> [Task statement] Copy the data word for word, from the line containing "Can you tell me where the front grille" through the line containing "top-left (94, 416), bottom-right (444, 721)", including both of those lines.

> [Provided data]
################
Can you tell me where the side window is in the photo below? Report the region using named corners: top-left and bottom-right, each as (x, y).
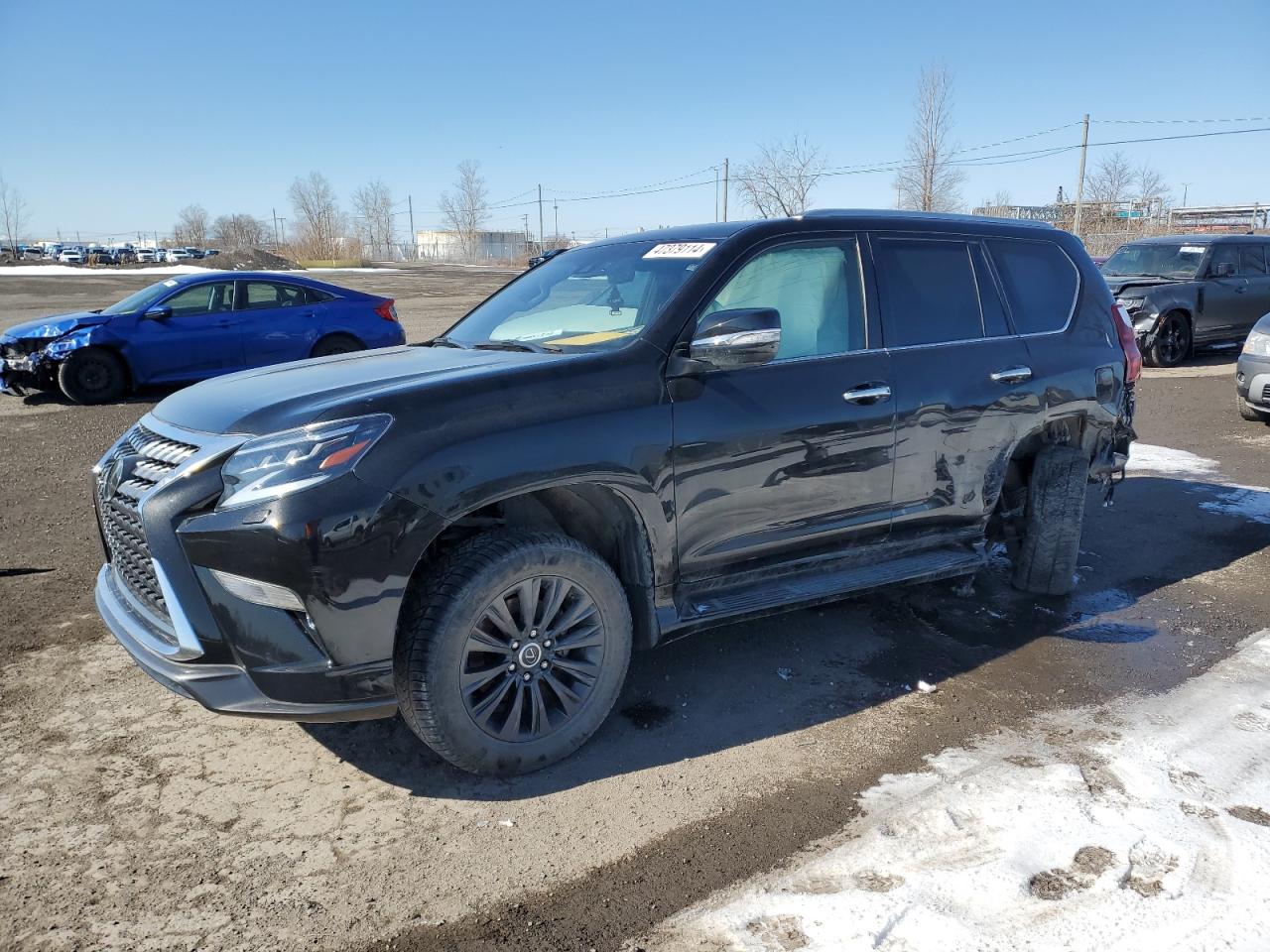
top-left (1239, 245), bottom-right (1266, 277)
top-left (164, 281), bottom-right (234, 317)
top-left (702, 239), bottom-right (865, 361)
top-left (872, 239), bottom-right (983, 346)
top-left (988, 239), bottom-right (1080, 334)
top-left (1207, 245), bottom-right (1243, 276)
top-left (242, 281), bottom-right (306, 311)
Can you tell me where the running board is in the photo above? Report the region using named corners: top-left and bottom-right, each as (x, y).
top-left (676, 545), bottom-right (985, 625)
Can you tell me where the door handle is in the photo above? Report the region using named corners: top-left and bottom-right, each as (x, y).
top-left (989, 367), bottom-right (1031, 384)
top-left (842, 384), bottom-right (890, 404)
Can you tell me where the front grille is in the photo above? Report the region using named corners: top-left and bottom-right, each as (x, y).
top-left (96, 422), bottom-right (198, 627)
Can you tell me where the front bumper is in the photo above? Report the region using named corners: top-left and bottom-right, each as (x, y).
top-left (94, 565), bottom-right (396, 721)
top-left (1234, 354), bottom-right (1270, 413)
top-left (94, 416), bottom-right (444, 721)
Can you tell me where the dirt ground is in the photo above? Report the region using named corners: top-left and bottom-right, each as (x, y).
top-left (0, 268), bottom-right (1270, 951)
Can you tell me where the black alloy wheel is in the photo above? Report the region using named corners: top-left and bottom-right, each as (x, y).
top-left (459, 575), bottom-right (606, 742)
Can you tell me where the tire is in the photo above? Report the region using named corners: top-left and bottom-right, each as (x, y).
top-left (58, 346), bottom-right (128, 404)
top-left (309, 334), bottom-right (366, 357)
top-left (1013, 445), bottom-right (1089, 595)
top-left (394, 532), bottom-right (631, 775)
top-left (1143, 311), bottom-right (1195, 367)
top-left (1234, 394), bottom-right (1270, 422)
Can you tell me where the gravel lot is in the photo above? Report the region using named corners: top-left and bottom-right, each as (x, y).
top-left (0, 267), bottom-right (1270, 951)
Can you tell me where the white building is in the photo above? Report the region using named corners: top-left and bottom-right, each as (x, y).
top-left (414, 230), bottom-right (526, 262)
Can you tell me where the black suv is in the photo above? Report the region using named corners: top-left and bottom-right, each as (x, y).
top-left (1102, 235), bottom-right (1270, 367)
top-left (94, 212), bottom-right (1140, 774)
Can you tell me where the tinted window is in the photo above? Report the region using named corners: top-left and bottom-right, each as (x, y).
################
> [Complete response]
Can you tell me where the front grille is in the photo above? Report the region using named corners: top-left and bottom-right, each as (x, y).
top-left (96, 422), bottom-right (198, 627)
Can you tell me where the front bumper is in the photo above? Report the region using named corners: top-left and bottom-right, each as (x, y).
top-left (94, 565), bottom-right (396, 721)
top-left (1234, 354), bottom-right (1270, 413)
top-left (94, 416), bottom-right (444, 721)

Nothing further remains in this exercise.